[Lines of data]
━━━

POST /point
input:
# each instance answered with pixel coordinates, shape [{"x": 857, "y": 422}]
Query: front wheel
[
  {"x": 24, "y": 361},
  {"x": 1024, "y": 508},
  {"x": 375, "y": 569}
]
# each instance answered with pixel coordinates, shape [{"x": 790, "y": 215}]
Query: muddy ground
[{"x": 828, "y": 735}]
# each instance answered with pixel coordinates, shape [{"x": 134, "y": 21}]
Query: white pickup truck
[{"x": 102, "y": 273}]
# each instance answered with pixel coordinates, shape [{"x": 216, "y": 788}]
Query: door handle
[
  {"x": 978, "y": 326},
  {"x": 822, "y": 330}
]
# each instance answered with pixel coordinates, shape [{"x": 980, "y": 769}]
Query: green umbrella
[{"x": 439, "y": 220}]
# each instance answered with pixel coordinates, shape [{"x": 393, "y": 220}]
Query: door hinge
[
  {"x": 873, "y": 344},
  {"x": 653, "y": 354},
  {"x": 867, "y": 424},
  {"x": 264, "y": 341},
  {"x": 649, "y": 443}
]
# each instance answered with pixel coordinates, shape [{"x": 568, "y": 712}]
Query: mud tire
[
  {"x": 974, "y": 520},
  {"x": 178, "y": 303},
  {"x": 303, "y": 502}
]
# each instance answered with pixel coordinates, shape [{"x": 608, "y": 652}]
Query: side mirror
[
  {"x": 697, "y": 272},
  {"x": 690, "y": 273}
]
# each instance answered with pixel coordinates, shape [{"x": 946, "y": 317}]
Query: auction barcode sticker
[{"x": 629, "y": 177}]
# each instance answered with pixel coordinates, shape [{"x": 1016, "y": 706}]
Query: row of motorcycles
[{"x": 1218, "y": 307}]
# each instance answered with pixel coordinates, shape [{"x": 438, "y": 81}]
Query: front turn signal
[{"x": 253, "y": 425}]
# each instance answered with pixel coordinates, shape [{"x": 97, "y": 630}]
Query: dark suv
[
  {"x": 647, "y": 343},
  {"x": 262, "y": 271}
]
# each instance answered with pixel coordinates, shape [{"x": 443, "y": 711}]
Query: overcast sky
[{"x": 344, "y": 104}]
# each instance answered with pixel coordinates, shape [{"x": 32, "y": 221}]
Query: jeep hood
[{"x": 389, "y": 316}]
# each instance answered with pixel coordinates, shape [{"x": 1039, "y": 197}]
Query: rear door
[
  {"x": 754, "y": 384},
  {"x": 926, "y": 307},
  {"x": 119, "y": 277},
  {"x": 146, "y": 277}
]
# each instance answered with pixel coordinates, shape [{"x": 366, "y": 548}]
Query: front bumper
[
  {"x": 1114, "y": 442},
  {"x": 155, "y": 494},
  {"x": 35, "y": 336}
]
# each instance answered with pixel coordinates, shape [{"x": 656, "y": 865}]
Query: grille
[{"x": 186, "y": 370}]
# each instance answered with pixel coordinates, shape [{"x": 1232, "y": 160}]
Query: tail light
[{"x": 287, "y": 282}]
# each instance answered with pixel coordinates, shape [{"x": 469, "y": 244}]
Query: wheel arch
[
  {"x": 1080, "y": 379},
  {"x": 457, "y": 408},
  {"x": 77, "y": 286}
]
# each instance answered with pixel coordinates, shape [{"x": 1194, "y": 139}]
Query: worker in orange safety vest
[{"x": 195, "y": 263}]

━━━

§ **TO BE DONE**: Write out all of the records once more, exactly.

§ **RESPONSE TO THE EXERCISE**:
POST /point
input:
# each instance answered with pixel coordinates, shape [{"x": 857, "y": 422}]
Query: front wheel
[
  {"x": 24, "y": 361},
  {"x": 1024, "y": 508},
  {"x": 375, "y": 569}
]
# each instance answered with pixel coordinates, shape [{"x": 790, "y": 215}]
Query: muddy ground
[{"x": 828, "y": 735}]
# each instance answered with pixel coordinates, shape [{"x": 134, "y": 21}]
Query: white pickup truck
[{"x": 102, "y": 273}]
# each instance answered with pixel coordinates, shape [{"x": 216, "y": 788}]
Query: door handle
[
  {"x": 978, "y": 326},
  {"x": 822, "y": 330}
]
# each instance answered with pixel coordinates, shape [{"x": 980, "y": 769}]
Query: green umbrella
[{"x": 439, "y": 220}]
# each instance answered with pixel coordinates, shape [{"x": 393, "y": 220}]
Query: door hinge
[
  {"x": 873, "y": 344},
  {"x": 653, "y": 354},
  {"x": 867, "y": 424},
  {"x": 264, "y": 341},
  {"x": 649, "y": 443}
]
# each instance answered with pixel coordinates, shape [{"x": 568, "y": 712}]
Query: mud tire
[
  {"x": 974, "y": 520},
  {"x": 178, "y": 303},
  {"x": 303, "y": 502}
]
# each instance answered with pixel coordinates, shape [{"x": 608, "y": 652}]
Query: side mirror
[
  {"x": 697, "y": 272},
  {"x": 690, "y": 273}
]
# each instance answered with pixel coordinates, shape [{"x": 946, "y": 317}]
Query: auction barcode sticker
[{"x": 629, "y": 177}]
# each instance answered with pixel coordinates, shape [{"x": 1016, "y": 706}]
Query: row of motorcycles
[{"x": 1218, "y": 307}]
# each instance answered with pixel coordinates, shape [{"x": 438, "y": 81}]
Query: front turn signal
[{"x": 253, "y": 425}]
# each instance answered with pixel coordinates, shape [{"x": 97, "y": 630}]
Query: dark suv
[
  {"x": 647, "y": 343},
  {"x": 262, "y": 271}
]
# each instance answered with pixel coordinates, shape [{"x": 443, "y": 711}]
Query: overcast sky
[{"x": 344, "y": 104}]
# each instance answered with pixel coordinates, shape [{"x": 32, "y": 221}]
Query: jeep hood
[{"x": 389, "y": 316}]
# each instance answered with pixel coordinates, shape [{"x": 1039, "y": 197}]
Query: rear door
[
  {"x": 754, "y": 384},
  {"x": 926, "y": 307},
  {"x": 119, "y": 277},
  {"x": 146, "y": 277}
]
# each instance answered with pixel coordinates, shape [{"x": 366, "y": 548}]
Query: front bumper
[
  {"x": 1114, "y": 442},
  {"x": 155, "y": 494},
  {"x": 35, "y": 336}
]
# each instance answered with pixel coordinates, shape [{"x": 656, "y": 865}]
Query: grille
[{"x": 186, "y": 370}]
# each instance answered with pixel coordinates, shape [{"x": 1232, "y": 160}]
Query: tail light
[{"x": 287, "y": 282}]
# each instance answered with pixel coordinates, shape [{"x": 469, "y": 244}]
Query: wheel arch
[
  {"x": 1080, "y": 379},
  {"x": 457, "y": 408},
  {"x": 77, "y": 286}
]
# each instance answered with pixel coordinates, shape [{"x": 1194, "y": 139}]
Query: worker in orange safety vest
[{"x": 195, "y": 263}]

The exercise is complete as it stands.